→ Exercises
#1 Return the part of the FISH passage that begins at the words "Other limitations include" and stops after the words "and are acceptable.", copied word for word.
#2 According to the FISH passage, how long do hybridization signals stay visible if the slides are stored in a freezer and kept out of light for long periods?

→ Extract to read
■ ■ ■ ■ ■ ■ ■
Another recent application of FISH is high-throughput analysis via tissue microarray (TMA). This technology takes advantage of multispecimen paraffin blocks constructed from up to 1000 0.6-mm neoplastic, non-neoplastic, and control tissue cores of interest. Therefore, hundreds of specimens can be simultaneously evaluated on a single slide using TMA-FISH, markedly increasing efficiency and reducing data acquisition time, probe, reagent, and storage space requirements. A recently popularized approach is to initially screen a small number of tumors with gene expression profiling and then verify the resulting candidate genes in a large number of tumors, utilizing TMA-immunohistochemistry and TMA-FISH [11, 12] . Recent TMA studies have shown excellent morphologic, antigenic, and genomic preservation with high levels of concordance compared to the traditional whole slide approach [12, 13, 14, 15, 16] . For gene amplifications, TMA-FISH is particularly appealing, since interpretations are rapid, typically requiring only seconds per tissue core. For aneusomies and deletions, manual signal counts still remain tedious and time consuming, though automated spot counting software is currently under development and promises to further increase the efficiency of this technique.

Recent technical advances have greatly enhanced the applicability of FISH. However, a number of limitations remain. One of the main disadvantages of FISH as a clinical tool is signal fading. By storing hybridized slides in a freezer and avoiding prolonged exposure to light, hybridization signals remain visible for up to a year or longer. However, a permanent record is not currently possible, unless chromogenic detection is used. Unfortunately, multicolor CISH is not as simple as multicolor FISH and currently available chromogens lack the spectral versatility, sensitivity and spatial resolution attainable with fluorochromes. Some are currently working on alternatives by developing non-fading fluorochromes (e.g. Bobrow MN and Roth KA; US patent pending) or improved protocols for multicolor CISH [17]. Alternatively, software solutions now make it possible to archive high volume FISH results through digital imaging.

Other limitations include a variety of artifacts, particularly common in paraffin sections. It is for this reason that while the FISH protocol itself is often mastered quickly, interpretation requires significantly more experience. Most troublesome are truncation artifacts, aneuploidy, autofluorescence, and partial hybridization failure. Truncation artifact refers to the underestimation of target copy numbers due to incomplete DNA complements in transected nuclei. Therefore, it is important to include controls cut at the same thickness. In our lab, we usually set cutoffs for deletion based on median percentages of control nuclei with <2 signals plus 3 standard deviations. However, a number of other approaches have also been applied and are acceptable.
■ ■ ■ ■ ■ ■ ■
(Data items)
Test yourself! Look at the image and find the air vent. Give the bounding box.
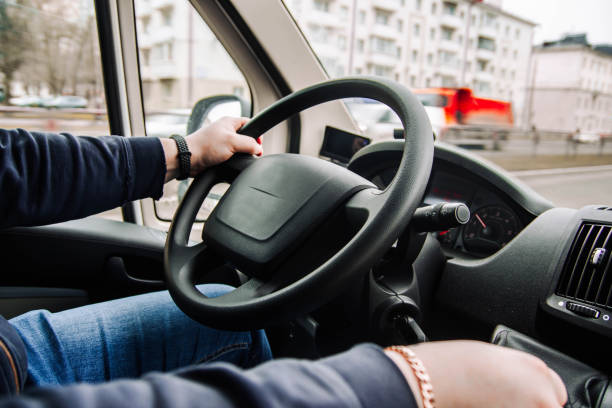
[557,223,612,310]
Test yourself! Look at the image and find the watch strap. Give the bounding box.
[170,135,191,180]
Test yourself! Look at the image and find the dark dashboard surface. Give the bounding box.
[349,141,537,258]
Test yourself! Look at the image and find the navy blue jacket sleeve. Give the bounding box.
[0,345,416,408]
[0,129,166,228]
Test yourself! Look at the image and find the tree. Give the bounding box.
[0,0,30,103]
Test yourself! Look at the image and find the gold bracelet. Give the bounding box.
[385,346,435,408]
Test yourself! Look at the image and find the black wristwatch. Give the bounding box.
[170,135,191,180]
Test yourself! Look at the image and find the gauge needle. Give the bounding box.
[475,214,487,229]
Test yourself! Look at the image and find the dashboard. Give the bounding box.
[349,141,552,258]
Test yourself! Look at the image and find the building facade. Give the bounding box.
[135,0,249,112]
[285,0,535,123]
[529,34,612,134]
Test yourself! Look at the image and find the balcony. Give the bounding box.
[476,48,495,61]
[367,51,399,68]
[478,24,497,38]
[440,14,463,29]
[436,61,461,77]
[372,24,400,39]
[438,40,462,52]
[475,71,493,82]
[372,0,401,12]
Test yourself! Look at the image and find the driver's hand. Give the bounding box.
[386,341,567,408]
[161,117,263,181]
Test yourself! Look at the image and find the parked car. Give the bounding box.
[574,133,601,144]
[145,109,191,137]
[9,95,43,107]
[42,95,87,109]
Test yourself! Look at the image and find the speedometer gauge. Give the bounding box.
[463,205,519,255]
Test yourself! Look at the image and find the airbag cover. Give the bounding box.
[202,154,374,276]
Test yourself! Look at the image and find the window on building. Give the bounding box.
[159,6,174,27]
[442,75,457,88]
[374,9,391,25]
[476,60,487,72]
[440,26,455,41]
[135,0,250,221]
[438,51,458,68]
[313,0,329,13]
[476,81,491,94]
[442,1,457,16]
[340,6,348,21]
[478,36,495,51]
[357,39,365,53]
[370,36,397,55]
[372,64,393,78]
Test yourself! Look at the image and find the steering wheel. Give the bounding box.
[164,77,433,330]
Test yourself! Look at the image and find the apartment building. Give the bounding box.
[135,0,249,112]
[529,34,612,134]
[285,0,535,123]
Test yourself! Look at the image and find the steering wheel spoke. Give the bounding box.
[164,77,433,330]
[344,188,386,229]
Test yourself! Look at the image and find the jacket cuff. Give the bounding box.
[0,316,28,396]
[322,344,417,408]
[125,137,166,201]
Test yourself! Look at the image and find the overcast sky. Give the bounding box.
[502,0,612,44]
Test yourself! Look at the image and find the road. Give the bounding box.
[513,166,612,208]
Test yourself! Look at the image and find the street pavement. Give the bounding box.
[513,166,612,208]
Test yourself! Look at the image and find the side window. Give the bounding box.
[135,0,251,221]
[0,0,122,220]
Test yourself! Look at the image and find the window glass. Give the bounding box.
[0,0,122,220]
[286,0,612,207]
[135,0,249,221]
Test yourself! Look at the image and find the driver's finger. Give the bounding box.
[548,368,567,405]
[232,135,263,156]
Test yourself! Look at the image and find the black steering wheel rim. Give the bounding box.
[164,77,433,330]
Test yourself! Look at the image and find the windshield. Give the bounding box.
[285,0,612,208]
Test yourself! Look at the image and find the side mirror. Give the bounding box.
[187,95,251,134]
[176,95,251,206]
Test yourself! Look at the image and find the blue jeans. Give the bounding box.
[10,284,272,385]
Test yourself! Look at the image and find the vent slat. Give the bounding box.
[584,227,612,302]
[556,222,612,310]
[567,225,595,297]
[574,226,603,299]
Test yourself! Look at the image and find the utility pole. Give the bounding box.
[346,0,357,75]
[461,0,482,88]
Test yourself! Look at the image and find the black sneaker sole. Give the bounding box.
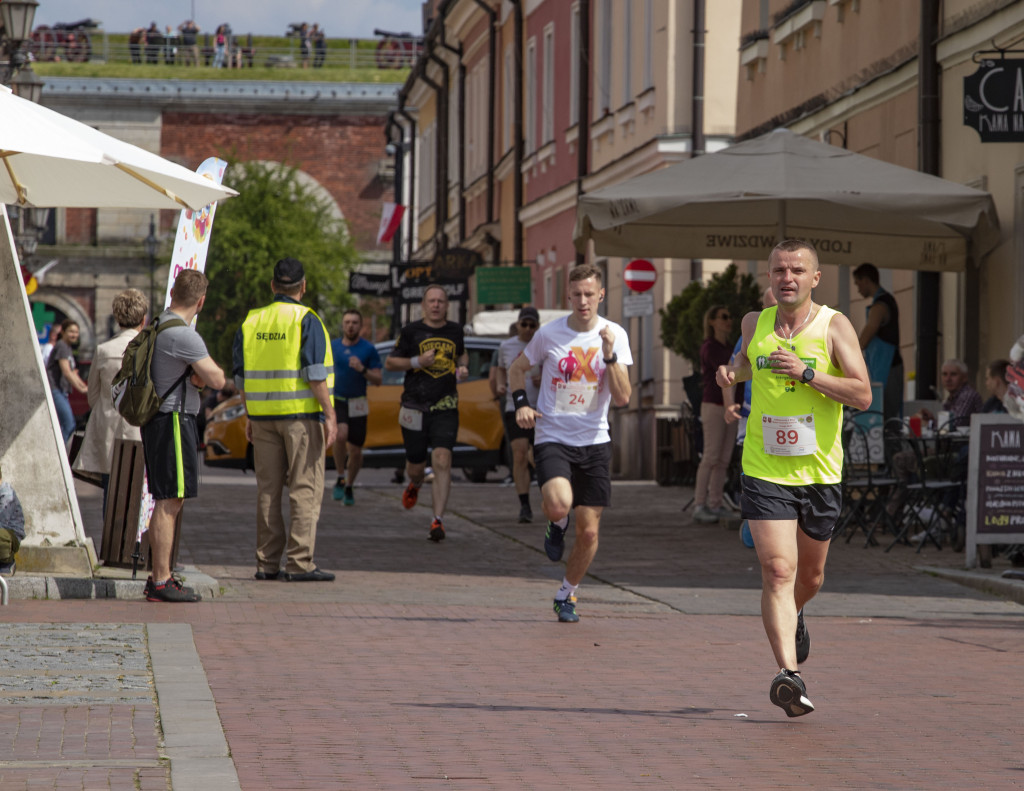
[768,673,814,717]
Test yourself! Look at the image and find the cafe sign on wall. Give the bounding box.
[964,57,1024,142]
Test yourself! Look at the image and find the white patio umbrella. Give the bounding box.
[0,81,238,576]
[0,86,238,209]
[574,129,999,270]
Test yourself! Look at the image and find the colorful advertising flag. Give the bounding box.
[377,202,406,245]
[137,157,227,541]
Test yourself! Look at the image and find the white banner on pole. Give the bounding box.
[136,157,227,541]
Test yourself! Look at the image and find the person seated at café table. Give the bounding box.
[918,360,983,430]
[886,360,984,524]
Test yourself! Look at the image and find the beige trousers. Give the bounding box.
[252,419,324,574]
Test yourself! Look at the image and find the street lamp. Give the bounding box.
[0,0,39,85]
[142,214,160,322]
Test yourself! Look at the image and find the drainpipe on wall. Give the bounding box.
[438,26,466,243]
[914,0,937,401]
[690,0,706,280]
[398,101,417,258]
[421,51,449,250]
[577,0,590,265]
[691,0,707,157]
[475,0,495,225]
[509,0,524,266]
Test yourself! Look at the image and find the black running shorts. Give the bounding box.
[739,475,843,541]
[401,409,459,464]
[534,443,611,508]
[141,412,199,500]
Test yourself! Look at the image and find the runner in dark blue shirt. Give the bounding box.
[331,308,384,505]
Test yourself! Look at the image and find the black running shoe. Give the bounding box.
[145,577,203,601]
[768,670,814,717]
[544,521,569,563]
[555,596,580,623]
[797,610,811,664]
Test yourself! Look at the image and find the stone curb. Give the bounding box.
[0,567,220,599]
[913,566,1024,605]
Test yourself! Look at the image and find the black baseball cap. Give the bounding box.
[273,258,306,286]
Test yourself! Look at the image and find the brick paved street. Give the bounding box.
[0,470,1024,791]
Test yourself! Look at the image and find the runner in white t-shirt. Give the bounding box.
[509,264,633,623]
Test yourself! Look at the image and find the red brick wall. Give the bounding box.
[161,113,394,251]
[65,209,96,245]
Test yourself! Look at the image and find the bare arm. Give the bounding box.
[769,314,871,409]
[307,379,338,448]
[58,360,89,392]
[715,310,760,389]
[858,302,889,348]
[494,366,509,399]
[191,357,225,390]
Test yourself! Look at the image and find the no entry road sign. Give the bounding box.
[623,258,657,291]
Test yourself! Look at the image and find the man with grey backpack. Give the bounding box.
[134,269,224,601]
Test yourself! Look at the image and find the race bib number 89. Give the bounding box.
[761,415,818,456]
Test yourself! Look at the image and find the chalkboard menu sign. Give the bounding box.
[966,415,1024,568]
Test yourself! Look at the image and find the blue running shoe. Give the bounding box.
[555,596,580,623]
[544,521,569,563]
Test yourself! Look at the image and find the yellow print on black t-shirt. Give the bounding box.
[420,338,456,379]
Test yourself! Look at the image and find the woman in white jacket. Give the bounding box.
[74,288,148,514]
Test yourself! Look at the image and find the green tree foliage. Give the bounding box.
[658,263,762,371]
[198,162,356,372]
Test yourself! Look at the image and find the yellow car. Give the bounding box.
[204,335,507,482]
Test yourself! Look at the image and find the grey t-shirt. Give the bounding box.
[153,310,210,415]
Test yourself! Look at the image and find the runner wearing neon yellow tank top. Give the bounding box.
[718,239,871,717]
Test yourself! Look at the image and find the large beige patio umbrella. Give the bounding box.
[574,129,999,272]
[0,86,238,209]
[0,86,237,577]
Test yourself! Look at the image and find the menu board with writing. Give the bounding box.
[965,415,1024,568]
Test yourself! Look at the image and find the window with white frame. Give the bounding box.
[522,38,537,154]
[541,25,555,143]
[595,0,611,118]
[502,46,515,152]
[569,2,580,126]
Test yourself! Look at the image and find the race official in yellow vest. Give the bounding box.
[232,258,338,582]
[717,239,871,717]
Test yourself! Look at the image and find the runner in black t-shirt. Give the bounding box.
[384,285,469,541]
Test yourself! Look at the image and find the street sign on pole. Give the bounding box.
[623,258,657,292]
[623,291,654,319]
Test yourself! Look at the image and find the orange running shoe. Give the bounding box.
[401,483,420,508]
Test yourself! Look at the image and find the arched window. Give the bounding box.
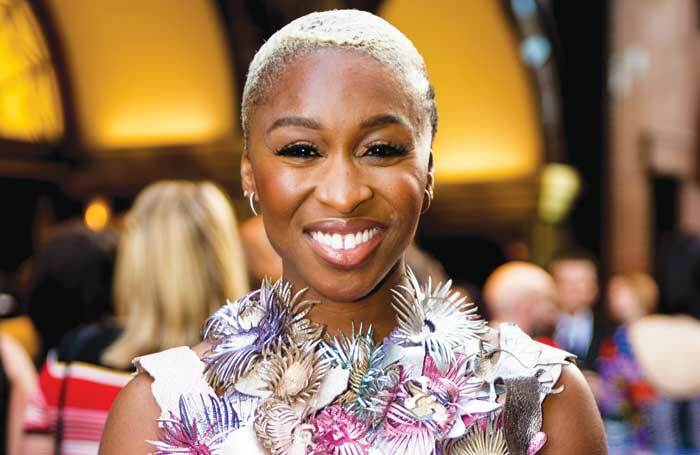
■ ■ ■ ■ ■ ■ ■
→ Exercise answers
#1
Other limitations include a variety of artifacts, particularly common in paraffin sections. It is for this reason that while the FISH protocol itself is often mastered quickly, interpretation requires significantly more experience. Most troublesome are truncation artifacts, aneuploidy, autofluorescence, and partial hybridization failure. Truncation artifact refers to the underestimation of target copy numbers due to incomplete DNA complements in transected nuclei. Therefore, it is important to include controls cut at the same thickness. In our lab, we usually set cutoffs for deletion based on median percentages of control nuclei with <2 signals plus 3 standard deviations. However, a number of other approaches have also been applied and are acceptable.

#2 Up to a year or longer.